- **Task**: Pick out every line of the listing below that contains the string "woman" and copy each of those lines in full, treating uppercase and lowercase letters as different.

- **Supplied information**:
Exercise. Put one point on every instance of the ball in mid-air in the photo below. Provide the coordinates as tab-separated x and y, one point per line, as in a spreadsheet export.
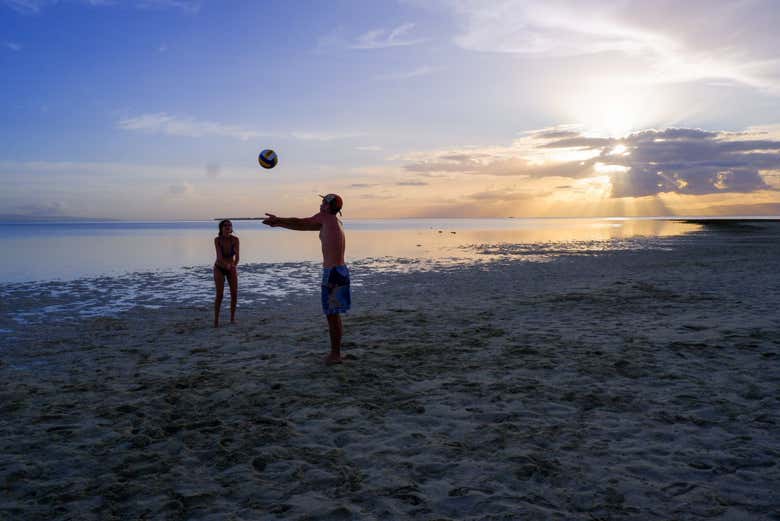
268	158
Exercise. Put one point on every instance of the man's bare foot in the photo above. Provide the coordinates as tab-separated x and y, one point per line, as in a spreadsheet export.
333	359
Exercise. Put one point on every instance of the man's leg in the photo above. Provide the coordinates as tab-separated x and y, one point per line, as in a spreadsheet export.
336	330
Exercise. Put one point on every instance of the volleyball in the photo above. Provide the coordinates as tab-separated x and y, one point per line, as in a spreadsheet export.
267	158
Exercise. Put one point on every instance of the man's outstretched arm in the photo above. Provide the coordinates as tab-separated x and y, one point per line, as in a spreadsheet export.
293	223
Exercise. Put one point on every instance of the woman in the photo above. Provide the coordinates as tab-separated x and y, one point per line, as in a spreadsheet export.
226	245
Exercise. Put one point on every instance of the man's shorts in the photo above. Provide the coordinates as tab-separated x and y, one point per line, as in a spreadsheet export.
335	290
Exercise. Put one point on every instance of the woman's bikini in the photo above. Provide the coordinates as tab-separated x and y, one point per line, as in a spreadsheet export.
226	255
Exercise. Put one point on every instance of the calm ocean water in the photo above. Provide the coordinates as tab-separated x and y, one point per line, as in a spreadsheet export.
73	250
68	271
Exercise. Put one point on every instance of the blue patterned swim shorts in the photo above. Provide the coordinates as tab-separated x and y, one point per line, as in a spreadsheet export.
335	290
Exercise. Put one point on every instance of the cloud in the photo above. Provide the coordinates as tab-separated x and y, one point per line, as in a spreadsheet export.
667	38
162	123
180	189
325	136
383	39
52	208
650	162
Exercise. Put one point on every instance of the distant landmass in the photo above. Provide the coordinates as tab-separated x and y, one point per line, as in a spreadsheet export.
49	218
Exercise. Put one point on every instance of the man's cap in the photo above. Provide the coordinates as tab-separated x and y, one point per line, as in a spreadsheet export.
334	201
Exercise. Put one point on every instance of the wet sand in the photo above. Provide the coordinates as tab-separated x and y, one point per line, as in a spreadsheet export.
622	385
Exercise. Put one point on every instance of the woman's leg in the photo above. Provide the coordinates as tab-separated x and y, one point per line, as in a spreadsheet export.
233	281
219	282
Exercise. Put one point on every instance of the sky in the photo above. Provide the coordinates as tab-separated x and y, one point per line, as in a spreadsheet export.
158	109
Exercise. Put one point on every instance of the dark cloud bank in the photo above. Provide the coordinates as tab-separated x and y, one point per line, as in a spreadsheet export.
685	161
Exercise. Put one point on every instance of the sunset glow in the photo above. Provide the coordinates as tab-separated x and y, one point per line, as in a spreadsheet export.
567	109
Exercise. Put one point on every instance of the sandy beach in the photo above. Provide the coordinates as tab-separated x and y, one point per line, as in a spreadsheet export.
628	384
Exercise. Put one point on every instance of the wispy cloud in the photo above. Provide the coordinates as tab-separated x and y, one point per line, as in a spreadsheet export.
162	123
672	46
384	38
416	73
650	162
324	136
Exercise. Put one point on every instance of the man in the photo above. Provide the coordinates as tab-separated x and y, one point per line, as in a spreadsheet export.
335	275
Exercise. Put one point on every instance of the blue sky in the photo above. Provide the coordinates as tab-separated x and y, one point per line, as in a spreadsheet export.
156	109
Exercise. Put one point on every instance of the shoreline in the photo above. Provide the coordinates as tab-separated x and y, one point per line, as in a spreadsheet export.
629	384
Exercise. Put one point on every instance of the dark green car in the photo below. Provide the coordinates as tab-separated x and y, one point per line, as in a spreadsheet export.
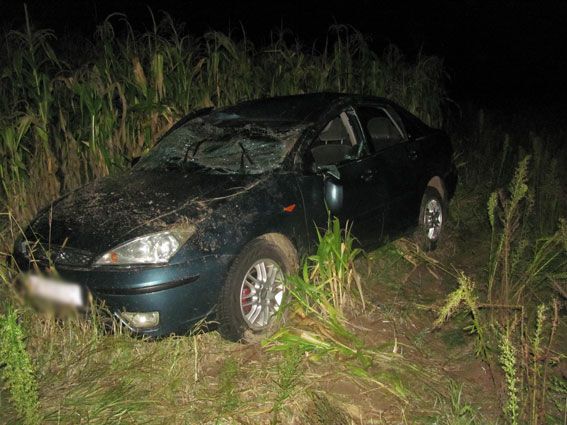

- **The response**:
Exercise. Put one point on every instance of the woman in the photo above. Provide the coordinates as tab-separated x and y, one point per line, as in a spreadsheet export.
Exercise. Put one point on every instance of the woman's bikini in the photo above. Provide the coordinates as tab-separated x and y, one point per line, as in a spreadsheet export.
Exercise. Put one point on every instance of the woman's leg in the photo above. Provide the coordinates as tab-separated x and y, one point per line, as in a spreadsheet export.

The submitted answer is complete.